* **Task directions**
Rename "eyeglasses" to "spectacles" wherever it appears in the records below, and reproduce every line with nothing else changed.
━━━━━━━━━━━━━━━━━━━━
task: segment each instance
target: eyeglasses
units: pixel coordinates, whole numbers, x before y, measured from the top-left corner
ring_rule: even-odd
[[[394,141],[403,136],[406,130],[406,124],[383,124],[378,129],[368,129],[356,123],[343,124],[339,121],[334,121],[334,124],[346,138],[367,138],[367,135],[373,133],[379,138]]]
━━━━━━━━━━━━━━━━━━━━
* **Answer to the problem**
task: segment each instance
target: spectacles
units: pixel coordinates, whole numbers, x before y, measured from the top-left corner
ring_rule: even-odd
[[[394,141],[403,136],[406,130],[406,124],[383,124],[378,129],[368,129],[356,123],[343,124],[339,121],[334,121],[334,124],[346,138],[367,138],[367,135],[373,133],[379,138]]]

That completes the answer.